Extracted text:

After speaking often at college debates and hearing a number of Oxford dons lecture in that inimitable fashion which scorns the base vulgarity of mere technical competence, the prospect of becoming a lecturer who could give a tolerable discourse from a platform no longer seemed so wildly unattainable as it had appeared in 1913. Not only, before going to Italy, did I boldly accept the St Monica’s invitation, but I wrote still more daringly to the newly established headquarters of the League of Nations Union in Grosvenor Crescent and offered myself as a speaker on the League of Nations, that international experiment in the maintenance of peace and security which I felt, in common with many other students of modern history, to be the one element of hope and progress contained in the peace treaties. In reply I was asked to come to Grosvenor Crescent and be inspected by the secretary. The interview was arranged for me by Elizabeth Murray, my dazzling Somerville predecessor, now haughtily beautiful with her exquisite, adventurous clothes, her imperious figure and her short, waving dark hair.

 

When I first saw the secretary, I felt that his handsome, melancholy face and reticent, dreaming eyes would have been more appropriate to a stained-glass window than to that rather turbulent office of emphatic young men and women, who waged a gallant, perpetual battle against shortage of funds, the lethargy of the public, and the well-meaning inefficiency of untrained volunteers. But his gentle courtesy was almost immediately over-shadowed by the startling presence of an anonymous, impressive individual in morning coat, spats, and monocle, who suddenly burst through an adjacent glass door into the middle of my interview, and without ceremony inquired of me in a sceptical drawl: ‘What makes you think you can speak?’

 

I never learnt this intruder’s name, nor do I recall what explanation I gave for the incongruous juxtaposition of mature claims and an immature appearance, but I left the secretary’s office with a suitcase full of informative literature, and the encouraging impression that I should be invited to take meetings for the Union in the winter if he was satisfied with the specimen lecture that he had asked me to prepare.

 

Upon this lecture and the series for St Monica’s I spent many hours that autumn, spurred to gigantic efforts by the deliberations of the Washington Conference and the unexpected success of the League in settling the dispute between Serbia and Albania. I felt my responsibility very keenly; already, I thought, I had begun to take part in that campaign for enlightenment which must inevitably lead a bewildered, suffering world into the serene paths of rational understanding.

Given problem:
Answer these questions from the excerpt about the League of Nations Union:
(a) Where was the Union's newly established headquarters?
(b) What three items of dress does the intruder in the secretary's office wear?
(c) Which dispute does the excerpt say the League unexpectedly succeeded in settling?

Provided material:
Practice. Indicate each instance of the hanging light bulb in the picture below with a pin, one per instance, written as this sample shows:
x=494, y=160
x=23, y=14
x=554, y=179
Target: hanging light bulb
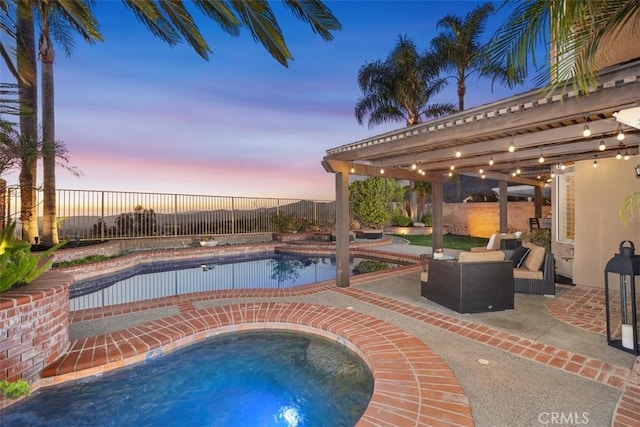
x=586, y=132
x=620, y=135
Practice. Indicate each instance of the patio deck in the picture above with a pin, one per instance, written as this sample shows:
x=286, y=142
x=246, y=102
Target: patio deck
x=547, y=359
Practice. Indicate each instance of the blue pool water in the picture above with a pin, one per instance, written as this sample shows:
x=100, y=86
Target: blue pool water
x=160, y=280
x=254, y=379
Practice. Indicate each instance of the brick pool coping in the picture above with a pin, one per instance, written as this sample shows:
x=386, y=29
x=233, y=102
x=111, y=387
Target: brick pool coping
x=570, y=308
x=412, y=385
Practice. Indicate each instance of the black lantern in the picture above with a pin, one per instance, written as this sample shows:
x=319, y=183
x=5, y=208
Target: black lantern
x=622, y=323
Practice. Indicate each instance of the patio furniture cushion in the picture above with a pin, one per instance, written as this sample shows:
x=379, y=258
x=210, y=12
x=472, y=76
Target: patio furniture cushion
x=524, y=273
x=495, y=242
x=481, y=256
x=535, y=258
x=519, y=255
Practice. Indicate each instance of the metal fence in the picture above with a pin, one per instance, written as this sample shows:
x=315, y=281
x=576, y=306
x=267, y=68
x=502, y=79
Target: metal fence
x=105, y=215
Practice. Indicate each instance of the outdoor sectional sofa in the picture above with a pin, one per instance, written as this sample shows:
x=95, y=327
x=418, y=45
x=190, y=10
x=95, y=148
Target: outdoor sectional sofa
x=475, y=283
x=486, y=281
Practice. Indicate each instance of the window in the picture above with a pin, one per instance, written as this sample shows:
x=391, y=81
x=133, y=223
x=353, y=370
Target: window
x=566, y=208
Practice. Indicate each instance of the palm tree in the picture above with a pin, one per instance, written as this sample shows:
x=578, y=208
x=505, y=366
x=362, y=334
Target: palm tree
x=57, y=18
x=171, y=21
x=461, y=52
x=400, y=87
x=566, y=29
x=168, y=20
x=28, y=101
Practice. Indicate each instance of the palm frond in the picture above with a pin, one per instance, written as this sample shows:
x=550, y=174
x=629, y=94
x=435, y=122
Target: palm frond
x=258, y=18
x=317, y=14
x=182, y=20
x=148, y=13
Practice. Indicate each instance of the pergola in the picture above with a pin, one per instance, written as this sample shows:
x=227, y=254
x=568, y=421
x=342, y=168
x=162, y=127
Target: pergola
x=545, y=129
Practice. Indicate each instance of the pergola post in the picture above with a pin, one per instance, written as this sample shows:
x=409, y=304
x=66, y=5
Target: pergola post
x=437, y=197
x=342, y=229
x=504, y=203
x=538, y=201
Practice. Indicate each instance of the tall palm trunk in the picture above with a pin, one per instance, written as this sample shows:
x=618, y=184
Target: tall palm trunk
x=49, y=226
x=28, y=99
x=462, y=89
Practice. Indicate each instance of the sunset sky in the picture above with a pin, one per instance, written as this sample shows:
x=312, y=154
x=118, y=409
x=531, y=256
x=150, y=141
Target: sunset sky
x=138, y=115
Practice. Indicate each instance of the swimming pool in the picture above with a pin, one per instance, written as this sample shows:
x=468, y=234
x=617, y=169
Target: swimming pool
x=223, y=381
x=158, y=280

Result for this exercise:
(a) Grosvenor Crescent
(b) A morning coat, spats, and a monocle
(c) The dispute between Serbia and Albania